- What you will do: Look through the data below and extract, unchanged, the lines from the one that contains "Target: brick building" to the one that contains "the white suv.", both included.

-*-

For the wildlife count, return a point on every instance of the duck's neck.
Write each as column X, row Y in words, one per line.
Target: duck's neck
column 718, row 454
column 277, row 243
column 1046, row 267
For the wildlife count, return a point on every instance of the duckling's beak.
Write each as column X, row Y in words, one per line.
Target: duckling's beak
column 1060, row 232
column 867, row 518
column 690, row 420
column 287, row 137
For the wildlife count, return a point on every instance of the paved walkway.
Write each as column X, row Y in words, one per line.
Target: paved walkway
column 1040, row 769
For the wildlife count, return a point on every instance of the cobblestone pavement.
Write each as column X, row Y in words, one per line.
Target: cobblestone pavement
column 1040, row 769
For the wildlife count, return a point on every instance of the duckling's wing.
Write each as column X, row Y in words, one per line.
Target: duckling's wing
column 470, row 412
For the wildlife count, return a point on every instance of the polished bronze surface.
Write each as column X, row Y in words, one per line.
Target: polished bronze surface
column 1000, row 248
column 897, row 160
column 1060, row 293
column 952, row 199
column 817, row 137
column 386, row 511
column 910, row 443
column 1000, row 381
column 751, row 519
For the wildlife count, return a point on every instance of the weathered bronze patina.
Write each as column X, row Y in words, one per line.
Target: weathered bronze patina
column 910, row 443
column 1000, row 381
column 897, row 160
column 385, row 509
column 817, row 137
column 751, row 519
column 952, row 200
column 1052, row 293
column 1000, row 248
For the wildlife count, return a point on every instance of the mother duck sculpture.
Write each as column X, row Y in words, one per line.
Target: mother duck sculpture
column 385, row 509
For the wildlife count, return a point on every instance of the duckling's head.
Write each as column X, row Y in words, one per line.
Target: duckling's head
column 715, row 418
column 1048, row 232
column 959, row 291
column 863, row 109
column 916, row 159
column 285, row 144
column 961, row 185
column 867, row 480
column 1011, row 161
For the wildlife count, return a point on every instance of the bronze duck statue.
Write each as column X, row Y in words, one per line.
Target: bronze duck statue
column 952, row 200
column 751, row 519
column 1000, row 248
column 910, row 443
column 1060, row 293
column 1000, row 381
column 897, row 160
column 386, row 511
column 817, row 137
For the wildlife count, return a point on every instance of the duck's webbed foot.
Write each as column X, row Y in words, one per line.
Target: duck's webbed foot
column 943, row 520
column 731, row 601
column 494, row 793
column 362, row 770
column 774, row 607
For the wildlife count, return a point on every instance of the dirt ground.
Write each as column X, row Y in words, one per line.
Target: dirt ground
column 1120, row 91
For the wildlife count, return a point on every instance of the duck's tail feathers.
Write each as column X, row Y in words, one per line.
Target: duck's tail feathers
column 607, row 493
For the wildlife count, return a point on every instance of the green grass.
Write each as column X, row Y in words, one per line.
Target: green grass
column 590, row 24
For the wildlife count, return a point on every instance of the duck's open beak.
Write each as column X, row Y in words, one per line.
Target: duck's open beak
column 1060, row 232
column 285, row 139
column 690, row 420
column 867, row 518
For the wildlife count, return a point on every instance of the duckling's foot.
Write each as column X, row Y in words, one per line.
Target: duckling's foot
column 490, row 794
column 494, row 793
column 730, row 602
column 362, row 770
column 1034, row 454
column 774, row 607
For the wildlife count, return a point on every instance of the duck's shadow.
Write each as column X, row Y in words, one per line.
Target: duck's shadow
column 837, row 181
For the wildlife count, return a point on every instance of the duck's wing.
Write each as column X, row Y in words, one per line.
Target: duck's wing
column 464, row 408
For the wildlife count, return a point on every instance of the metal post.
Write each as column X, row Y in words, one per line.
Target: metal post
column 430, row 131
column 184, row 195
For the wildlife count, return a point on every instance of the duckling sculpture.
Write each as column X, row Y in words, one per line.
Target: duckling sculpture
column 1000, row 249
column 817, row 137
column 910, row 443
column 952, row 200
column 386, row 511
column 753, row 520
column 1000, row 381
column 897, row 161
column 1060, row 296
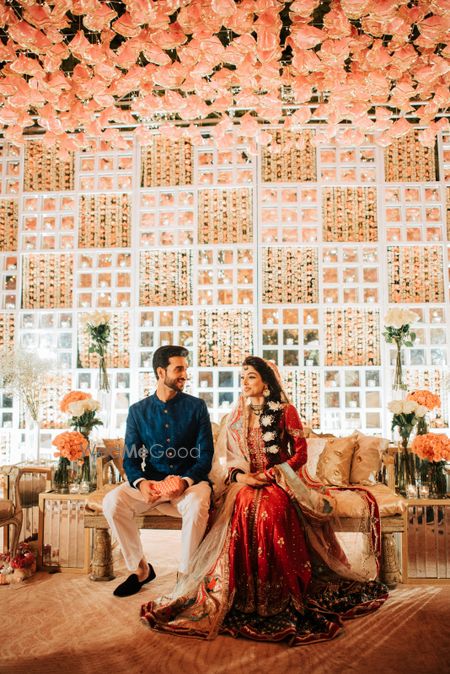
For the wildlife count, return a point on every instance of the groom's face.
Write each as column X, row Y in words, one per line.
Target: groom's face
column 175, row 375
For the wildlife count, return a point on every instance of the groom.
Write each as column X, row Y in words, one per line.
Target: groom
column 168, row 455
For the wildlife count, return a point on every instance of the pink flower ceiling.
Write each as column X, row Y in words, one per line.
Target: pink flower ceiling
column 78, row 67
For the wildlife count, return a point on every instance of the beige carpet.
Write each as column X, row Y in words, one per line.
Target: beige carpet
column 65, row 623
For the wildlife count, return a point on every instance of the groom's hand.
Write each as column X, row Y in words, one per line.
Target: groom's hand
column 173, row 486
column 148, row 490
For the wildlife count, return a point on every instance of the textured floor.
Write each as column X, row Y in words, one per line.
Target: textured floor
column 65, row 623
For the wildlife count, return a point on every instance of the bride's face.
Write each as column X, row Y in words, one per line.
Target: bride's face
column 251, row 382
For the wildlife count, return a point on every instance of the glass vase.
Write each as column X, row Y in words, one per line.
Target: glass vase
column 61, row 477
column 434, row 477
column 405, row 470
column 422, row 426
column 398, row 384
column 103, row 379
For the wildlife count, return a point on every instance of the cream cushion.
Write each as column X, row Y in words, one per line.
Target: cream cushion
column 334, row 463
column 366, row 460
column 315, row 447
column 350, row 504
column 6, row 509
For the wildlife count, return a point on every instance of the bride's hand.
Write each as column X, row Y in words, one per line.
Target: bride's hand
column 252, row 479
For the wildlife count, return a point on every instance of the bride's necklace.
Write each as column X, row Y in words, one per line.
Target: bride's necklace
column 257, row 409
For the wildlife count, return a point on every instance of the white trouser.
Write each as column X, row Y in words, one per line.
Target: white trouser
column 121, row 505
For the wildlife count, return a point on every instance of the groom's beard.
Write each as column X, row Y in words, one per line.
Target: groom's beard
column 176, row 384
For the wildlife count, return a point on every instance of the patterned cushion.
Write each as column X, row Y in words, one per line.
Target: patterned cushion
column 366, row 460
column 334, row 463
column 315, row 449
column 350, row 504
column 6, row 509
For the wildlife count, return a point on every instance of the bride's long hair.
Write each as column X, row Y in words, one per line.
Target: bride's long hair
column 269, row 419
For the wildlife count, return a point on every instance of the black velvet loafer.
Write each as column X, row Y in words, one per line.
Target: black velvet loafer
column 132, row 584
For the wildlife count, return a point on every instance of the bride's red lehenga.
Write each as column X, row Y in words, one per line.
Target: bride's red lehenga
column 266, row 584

-*-

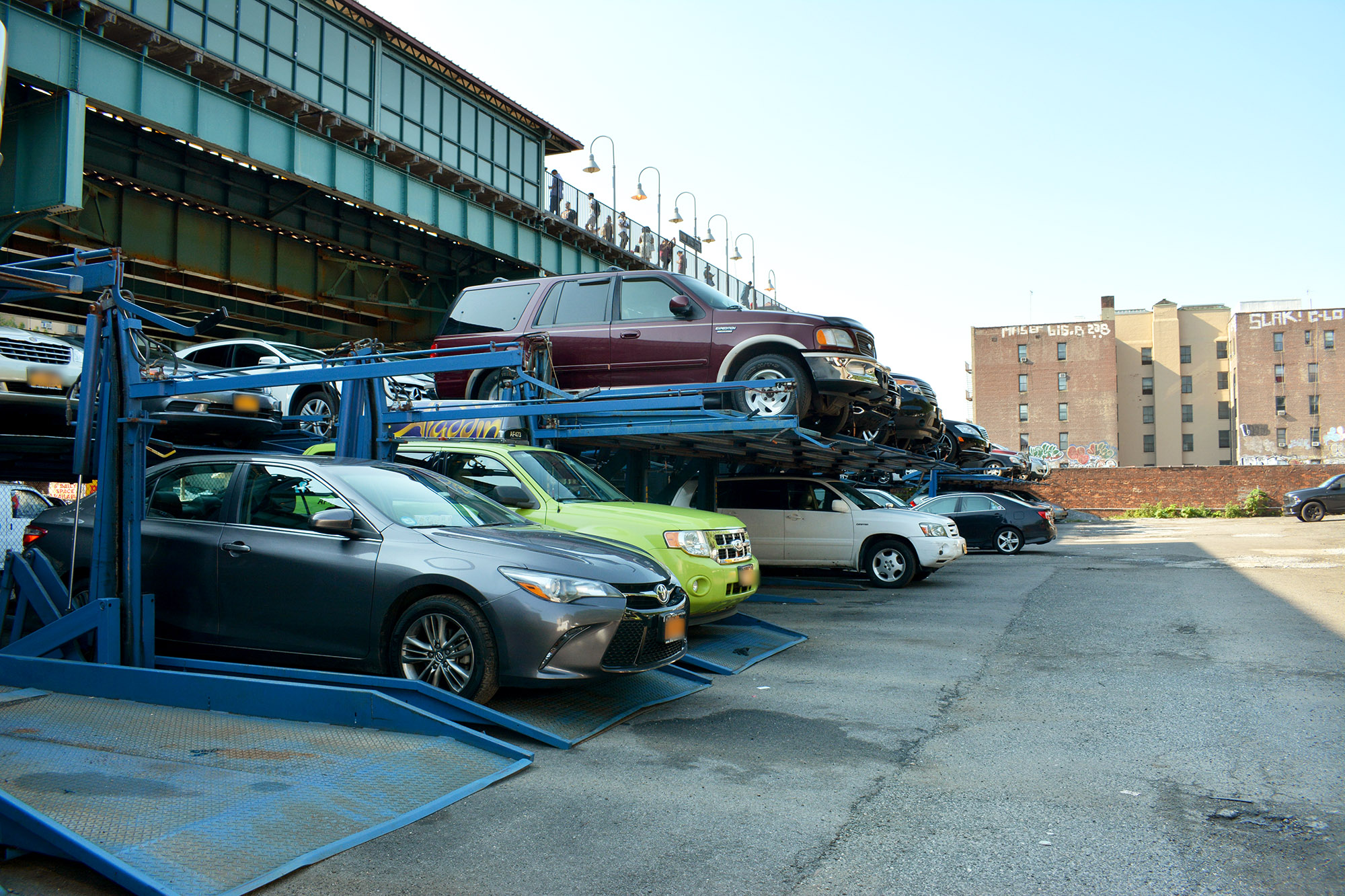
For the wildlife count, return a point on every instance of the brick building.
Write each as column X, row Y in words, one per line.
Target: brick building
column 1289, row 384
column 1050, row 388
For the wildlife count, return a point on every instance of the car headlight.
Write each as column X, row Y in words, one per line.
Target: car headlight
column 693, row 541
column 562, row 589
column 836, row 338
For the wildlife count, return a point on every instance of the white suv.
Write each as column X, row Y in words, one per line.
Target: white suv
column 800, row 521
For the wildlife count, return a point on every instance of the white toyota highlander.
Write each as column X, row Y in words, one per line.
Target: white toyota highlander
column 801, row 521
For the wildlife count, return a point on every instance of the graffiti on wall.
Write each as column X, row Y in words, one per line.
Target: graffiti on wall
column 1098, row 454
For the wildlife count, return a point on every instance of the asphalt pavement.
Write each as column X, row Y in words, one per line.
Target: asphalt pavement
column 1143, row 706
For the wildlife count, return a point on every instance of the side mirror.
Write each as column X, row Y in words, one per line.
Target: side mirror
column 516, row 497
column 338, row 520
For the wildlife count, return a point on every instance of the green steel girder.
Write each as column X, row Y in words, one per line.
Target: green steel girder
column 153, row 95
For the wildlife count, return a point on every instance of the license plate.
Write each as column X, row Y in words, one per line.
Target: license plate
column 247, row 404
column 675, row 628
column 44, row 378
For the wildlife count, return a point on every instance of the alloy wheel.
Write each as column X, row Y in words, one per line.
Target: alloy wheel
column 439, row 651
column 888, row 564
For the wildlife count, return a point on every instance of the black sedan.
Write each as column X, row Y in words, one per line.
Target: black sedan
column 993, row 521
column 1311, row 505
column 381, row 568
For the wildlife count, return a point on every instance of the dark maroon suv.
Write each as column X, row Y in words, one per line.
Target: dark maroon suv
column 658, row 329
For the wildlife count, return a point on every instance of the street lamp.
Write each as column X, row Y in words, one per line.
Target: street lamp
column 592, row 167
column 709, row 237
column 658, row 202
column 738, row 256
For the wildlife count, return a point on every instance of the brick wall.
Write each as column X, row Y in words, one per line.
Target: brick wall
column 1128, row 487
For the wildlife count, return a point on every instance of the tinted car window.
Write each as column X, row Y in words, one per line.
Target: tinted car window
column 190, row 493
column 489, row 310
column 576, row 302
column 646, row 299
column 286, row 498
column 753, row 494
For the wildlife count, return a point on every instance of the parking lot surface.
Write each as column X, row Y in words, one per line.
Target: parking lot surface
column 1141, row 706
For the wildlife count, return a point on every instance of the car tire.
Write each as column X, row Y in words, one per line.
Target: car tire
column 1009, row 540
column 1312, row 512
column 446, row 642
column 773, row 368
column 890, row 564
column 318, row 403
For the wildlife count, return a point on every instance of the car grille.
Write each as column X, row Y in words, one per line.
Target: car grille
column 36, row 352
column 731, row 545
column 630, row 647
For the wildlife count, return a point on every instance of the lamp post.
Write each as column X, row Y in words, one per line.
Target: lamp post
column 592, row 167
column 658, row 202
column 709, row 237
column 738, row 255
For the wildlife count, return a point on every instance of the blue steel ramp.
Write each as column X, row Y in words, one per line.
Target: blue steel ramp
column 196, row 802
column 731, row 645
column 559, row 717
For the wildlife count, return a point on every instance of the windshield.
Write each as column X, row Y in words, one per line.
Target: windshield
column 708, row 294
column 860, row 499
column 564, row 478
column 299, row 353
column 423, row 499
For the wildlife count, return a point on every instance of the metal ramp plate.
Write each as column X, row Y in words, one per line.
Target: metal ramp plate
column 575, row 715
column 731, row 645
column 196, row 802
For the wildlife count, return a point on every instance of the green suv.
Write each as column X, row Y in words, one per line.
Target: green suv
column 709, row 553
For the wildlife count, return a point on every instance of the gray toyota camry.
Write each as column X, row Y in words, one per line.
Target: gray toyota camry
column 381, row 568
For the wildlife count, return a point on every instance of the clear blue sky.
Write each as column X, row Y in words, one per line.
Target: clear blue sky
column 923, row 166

-*-

- Finished task:
Target: brick building
column 1289, row 384
column 1050, row 388
For the wildlife count, return a point on every instance of the car headlight.
Write each as column X, row Y in words, one per line.
Target: car headlight
column 693, row 541
column 562, row 589
column 836, row 338
For the wildlife count, return a point on every instance of the white suv.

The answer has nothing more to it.